# Tugas Anda:
A - Ringkas paragraf artikel di bawah yang diawali "Budi dikenal aktif" menjadi daftar pendek tanpa menghilangkan fakta pokoknya.
B - Tuliskan ulang persis bagian artikel di bawah, mulai dari "Wujud Nazar dan" dan berlanjut hingga "pernah ia ucapkan.".
C - Jawab pertanyaan berikut berdasarkan artikel di bawah, dan tandai setiap jawaban dengan nomor yang sama.
(i) Di gedung mana wisuda program pascasarjana itu berlangsung?
(ii) Di mana Budi Prasojo tinggal?
(iii) Apa yang membuat nazar Budi tidak terlaksana saat anak kandungnya diwisuda S3?

# Kutipan:
※ ※ ※

Wisuda Program Pascasarjana Periode III Tahun Akademik 2024/2025 di Grha Sabha Pramana UGM, Rabu (23/4/2025).
Di antara para keluarga wisudawan, seorang pria mencuri perhatian karena hadir mengenakan kostum unik—Ledhek Gogik, kesenian tradisional yang kini mulai jarang dijumpai.
Pria tersebut adalah Budi Prasojo (68), warga Pandean, Umbulharjo, Kota Yogyakarta, yang datang untuk menyaksikan menantunya diwisuda.
“Yang wisuda ini anak menantu saya, Dokter Sub-Spesialis,” ujar Budi Prasojo.
Wujud Nazar dan Cinta Budaya
Budi Prasojo mengungkapkan bahwa kedatangannya dengan kostum Ledhek Gogik merupakan bagian dari nazar yang pernah ia ucapkan.
Nazar itu sebelumnya diniatkan saat anak kandungnya menempuh pendidikan S3, namun tak bisa diwujudkan karena pandemi Covid-19.
“Ya saya punya nazar kalau anak saya S3 akan pakai ini, tapi pas anak saya wisuda kemarin Covid, saya enggak pakai. Terus menantu saya ini wisuda,” jelasnya.
Ia juga menjelaskan bahwa kehadirannya sekaligus menjadi bentuk pelestarian budaya, memperkenalkan kembali kesenian Ledhek Gogik yang kini mulai jarang ditampilkan.
“Iya untuk memperkenalkan kembali kesenian Ledhek Gogik ini,” tuturnya.
Aktif di Kegiatan Budaya
Budi dikenal aktif mengikuti berbagai acara budaya di Yogyakarta. Ia kerap hadir di berbagai momen seperti ulang tahun Sleman, Bekakak di Gamping, hingga kirab Nitilaku UGM. Semua dilakukannya tanpa meminta imbalan.
“Biasanya ulang tahun Sleman, Bekakak di Gamping, Rabu pungkasan, tiap kegiatan kalau ada selo saya datang tanpa bayaran,” ucapnya.

※ ※ ※

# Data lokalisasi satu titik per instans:
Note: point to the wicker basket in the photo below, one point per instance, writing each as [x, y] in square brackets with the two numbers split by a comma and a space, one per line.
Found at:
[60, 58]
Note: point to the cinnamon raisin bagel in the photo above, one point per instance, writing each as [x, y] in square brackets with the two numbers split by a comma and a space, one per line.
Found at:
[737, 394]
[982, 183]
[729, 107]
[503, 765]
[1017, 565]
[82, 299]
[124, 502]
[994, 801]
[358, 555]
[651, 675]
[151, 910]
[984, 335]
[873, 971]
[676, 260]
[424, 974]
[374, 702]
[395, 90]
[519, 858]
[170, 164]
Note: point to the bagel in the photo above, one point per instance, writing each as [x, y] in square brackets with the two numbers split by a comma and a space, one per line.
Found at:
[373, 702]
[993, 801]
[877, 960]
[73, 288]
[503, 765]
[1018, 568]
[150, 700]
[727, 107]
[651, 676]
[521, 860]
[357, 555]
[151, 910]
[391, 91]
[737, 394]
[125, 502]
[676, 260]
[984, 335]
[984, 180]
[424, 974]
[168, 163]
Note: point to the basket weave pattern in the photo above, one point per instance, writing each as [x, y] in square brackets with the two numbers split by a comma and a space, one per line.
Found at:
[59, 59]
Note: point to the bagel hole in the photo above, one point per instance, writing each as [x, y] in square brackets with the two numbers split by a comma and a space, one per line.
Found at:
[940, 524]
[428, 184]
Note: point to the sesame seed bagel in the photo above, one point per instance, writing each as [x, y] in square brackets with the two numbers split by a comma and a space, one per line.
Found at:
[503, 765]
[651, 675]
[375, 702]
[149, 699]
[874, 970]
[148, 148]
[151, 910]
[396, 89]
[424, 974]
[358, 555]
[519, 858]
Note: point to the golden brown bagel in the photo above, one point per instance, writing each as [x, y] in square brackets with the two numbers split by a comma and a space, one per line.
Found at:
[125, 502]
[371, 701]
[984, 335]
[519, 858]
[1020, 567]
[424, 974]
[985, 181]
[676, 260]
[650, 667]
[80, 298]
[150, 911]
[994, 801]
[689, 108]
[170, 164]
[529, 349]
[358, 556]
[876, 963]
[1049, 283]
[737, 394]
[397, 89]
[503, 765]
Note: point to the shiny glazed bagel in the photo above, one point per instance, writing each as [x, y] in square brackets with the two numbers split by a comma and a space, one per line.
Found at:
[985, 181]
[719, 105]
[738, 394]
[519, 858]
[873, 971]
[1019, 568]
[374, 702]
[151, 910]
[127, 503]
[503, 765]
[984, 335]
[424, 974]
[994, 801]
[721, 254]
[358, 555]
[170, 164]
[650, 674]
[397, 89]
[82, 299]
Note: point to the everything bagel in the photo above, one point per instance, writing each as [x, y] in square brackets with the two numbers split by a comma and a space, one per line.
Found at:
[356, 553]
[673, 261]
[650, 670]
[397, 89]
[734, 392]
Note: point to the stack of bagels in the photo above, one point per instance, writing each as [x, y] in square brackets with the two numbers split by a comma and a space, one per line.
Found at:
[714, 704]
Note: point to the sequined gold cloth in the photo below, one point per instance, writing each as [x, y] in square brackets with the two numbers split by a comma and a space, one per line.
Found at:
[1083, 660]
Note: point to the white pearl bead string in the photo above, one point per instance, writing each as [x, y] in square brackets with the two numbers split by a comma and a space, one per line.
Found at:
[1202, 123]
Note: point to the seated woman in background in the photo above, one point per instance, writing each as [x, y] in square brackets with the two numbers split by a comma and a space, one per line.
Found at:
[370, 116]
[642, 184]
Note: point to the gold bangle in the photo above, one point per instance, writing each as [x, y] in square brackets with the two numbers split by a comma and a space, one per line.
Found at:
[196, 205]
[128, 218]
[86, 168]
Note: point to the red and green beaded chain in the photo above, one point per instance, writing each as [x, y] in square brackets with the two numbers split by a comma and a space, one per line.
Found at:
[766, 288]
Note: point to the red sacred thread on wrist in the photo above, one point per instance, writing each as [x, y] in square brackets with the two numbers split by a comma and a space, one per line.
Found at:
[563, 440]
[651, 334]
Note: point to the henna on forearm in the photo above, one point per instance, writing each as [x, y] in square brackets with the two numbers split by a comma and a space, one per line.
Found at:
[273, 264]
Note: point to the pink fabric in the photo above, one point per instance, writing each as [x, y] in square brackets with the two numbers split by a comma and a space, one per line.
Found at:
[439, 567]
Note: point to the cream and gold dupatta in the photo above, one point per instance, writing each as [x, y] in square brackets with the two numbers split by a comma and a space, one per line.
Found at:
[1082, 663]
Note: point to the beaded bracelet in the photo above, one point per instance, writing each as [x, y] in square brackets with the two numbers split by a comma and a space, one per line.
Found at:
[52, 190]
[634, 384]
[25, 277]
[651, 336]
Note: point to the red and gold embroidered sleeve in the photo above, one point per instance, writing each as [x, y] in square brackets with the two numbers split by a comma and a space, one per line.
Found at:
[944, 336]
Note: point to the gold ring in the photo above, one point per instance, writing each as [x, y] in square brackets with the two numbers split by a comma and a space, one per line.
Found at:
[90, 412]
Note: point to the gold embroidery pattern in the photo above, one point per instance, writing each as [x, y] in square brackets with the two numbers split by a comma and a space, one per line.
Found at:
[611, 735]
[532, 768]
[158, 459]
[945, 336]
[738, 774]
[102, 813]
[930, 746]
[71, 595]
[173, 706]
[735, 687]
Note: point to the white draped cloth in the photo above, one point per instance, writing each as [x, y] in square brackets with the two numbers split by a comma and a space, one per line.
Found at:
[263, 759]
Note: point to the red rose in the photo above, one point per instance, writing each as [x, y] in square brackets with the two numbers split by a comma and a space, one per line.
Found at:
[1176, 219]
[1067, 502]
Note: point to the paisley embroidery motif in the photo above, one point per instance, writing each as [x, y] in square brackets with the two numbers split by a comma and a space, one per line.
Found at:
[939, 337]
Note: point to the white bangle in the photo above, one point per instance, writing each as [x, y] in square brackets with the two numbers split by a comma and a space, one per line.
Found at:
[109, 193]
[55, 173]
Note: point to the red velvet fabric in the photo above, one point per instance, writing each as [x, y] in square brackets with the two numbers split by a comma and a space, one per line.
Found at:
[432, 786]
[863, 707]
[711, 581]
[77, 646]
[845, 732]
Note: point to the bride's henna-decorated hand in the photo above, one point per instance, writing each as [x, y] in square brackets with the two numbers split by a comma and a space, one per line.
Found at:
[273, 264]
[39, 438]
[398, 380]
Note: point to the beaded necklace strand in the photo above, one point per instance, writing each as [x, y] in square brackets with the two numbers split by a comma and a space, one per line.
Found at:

※ ※ ※

# Jawaban per Tugas:
A -
- Budi aktif mengikuti berbagai acara budaya di Yogyakarta.
- Ia sering hadir di ulang tahun Sleman, Bekakak di Gamping, dan kirab Nitilaku UGM.
- Ia tidak meminta imbalan untuk semua kegiatan itu.

B -
Wujud Nazar dan Cinta Budaya
Budi Prasojo mengungkapkan bahwa kedatangannya dengan kostum Ledhek Gogik merupakan bagian dari nazar yang pernah ia ucapkan.

C -
(i) Di Grha Sabha Pramana UGM.
(ii) Di Pandean, Umbulharjo, Kota Yogyakarta.
(iii) Pandemi Covid-19.